What is required: In the passage on the evolutionary purpose of love, what does a growing body of evidence in evolutionary biology suggest?

Given passage:
As much as love represents little more than a radical altering of brain chemistry, there has to be some purpose to it other than causing humans to act crazy. The fact remains that billions of people on the planet are experiencing the sensations of a lover’s touch, coo or sext message right this very second, yet somehow our species hasn’t destroyed itself yet; if love were nothing but pure insanity, then how are we still here?
Because a growing body of evidence in the field of evolutionary biology suggests love — and the resulting monogamous relationship — proves integral for survival of the species. Some of the very chemicals listed above promote long-term attachment to another mate in addition to suppressing fight-or-flight responses. Mates that successfully pair (i.e., they made babies) have done so via successful courtship, which is itself the result of interpersonal communication skill-sets that have developed as a result of our need to reach out, touch someone and impregnate them.
But it is the capacity to feel and reciprocate love, despite its inherent zaniness, that might be the most important evolutionary trait of all. An ovulating female is more likely to select a long-term mate if that potential mate exhibits the necessary levels of empathy and compassion to reciprocate love, making him much more likely to pass his genes along via a primordial bump-and-grind.
Our notions of love evolve along with our society, and so long as our current pharmaceutically minded, quick-fix zeitgeist doesn’t supplant this messy but necessary chemical reaction with an iPhone app, we may yet prosper for another few million years more.
Or you can just eat some dark chocolate and watch some Internet porn; your call, mammal.

Records provided:

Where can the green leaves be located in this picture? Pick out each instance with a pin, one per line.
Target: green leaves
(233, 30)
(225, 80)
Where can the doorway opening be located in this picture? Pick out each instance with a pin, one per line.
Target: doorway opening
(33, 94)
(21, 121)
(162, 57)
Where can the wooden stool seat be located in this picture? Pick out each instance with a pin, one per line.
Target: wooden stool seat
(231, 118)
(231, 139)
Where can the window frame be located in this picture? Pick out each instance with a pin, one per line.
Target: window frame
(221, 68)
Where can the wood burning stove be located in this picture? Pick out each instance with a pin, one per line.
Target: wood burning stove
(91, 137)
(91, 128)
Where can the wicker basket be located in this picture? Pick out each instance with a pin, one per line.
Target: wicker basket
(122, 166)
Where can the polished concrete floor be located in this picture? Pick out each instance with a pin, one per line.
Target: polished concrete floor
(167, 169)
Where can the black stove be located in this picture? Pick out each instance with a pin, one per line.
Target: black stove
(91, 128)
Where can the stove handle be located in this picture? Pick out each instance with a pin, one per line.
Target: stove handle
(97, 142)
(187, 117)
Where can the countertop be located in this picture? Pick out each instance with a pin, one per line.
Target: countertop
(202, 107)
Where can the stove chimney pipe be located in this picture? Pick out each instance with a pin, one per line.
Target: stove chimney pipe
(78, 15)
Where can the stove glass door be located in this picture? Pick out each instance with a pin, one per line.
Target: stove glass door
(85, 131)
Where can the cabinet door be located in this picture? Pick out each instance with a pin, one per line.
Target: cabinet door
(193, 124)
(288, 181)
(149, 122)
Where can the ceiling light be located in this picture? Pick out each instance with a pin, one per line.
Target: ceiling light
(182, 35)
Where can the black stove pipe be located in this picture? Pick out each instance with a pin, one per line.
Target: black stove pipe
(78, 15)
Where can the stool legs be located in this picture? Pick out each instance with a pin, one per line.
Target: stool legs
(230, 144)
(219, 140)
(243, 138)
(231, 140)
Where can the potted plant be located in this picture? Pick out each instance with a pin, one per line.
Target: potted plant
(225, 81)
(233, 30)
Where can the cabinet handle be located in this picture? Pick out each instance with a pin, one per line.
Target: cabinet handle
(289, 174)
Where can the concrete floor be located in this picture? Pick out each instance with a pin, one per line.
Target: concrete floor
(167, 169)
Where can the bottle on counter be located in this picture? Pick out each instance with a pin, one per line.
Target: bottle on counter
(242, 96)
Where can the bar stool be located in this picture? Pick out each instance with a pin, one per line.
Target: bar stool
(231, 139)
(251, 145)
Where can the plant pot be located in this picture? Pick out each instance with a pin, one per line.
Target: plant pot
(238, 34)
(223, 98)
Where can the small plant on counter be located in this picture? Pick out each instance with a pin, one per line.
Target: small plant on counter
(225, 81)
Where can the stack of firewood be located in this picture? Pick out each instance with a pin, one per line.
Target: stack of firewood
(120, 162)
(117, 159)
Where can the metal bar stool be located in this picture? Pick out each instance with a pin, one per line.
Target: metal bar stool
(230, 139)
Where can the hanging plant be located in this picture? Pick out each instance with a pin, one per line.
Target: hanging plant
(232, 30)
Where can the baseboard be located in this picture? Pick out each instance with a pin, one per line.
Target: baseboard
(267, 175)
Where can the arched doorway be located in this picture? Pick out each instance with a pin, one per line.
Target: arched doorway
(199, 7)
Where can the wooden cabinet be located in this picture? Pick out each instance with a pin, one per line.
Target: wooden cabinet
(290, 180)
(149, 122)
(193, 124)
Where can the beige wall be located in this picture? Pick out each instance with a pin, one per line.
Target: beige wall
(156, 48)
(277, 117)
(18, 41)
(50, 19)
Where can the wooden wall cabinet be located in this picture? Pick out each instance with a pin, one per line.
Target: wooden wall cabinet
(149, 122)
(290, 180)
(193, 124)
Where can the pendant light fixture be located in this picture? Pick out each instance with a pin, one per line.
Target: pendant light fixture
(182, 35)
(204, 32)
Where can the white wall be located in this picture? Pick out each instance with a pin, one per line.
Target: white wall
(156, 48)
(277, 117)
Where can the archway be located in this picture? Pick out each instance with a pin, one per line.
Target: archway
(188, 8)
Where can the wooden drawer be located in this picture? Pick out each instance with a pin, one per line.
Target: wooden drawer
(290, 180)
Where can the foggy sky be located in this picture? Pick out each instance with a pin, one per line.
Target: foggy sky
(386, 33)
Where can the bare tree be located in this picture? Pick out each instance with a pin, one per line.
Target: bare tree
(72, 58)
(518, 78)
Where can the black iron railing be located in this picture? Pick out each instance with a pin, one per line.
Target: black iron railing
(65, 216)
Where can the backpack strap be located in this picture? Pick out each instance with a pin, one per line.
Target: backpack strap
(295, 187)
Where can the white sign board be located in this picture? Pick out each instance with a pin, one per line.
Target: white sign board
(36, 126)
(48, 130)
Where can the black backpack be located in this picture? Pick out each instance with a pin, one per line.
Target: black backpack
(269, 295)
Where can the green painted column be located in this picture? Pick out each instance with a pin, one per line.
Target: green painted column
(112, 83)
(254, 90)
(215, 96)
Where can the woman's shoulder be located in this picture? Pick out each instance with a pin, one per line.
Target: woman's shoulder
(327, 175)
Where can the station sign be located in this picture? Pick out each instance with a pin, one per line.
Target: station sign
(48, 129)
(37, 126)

Solution for this exercise: It suggests that love, and the monogamous relationship that results from it, proves integral for the survival of the species.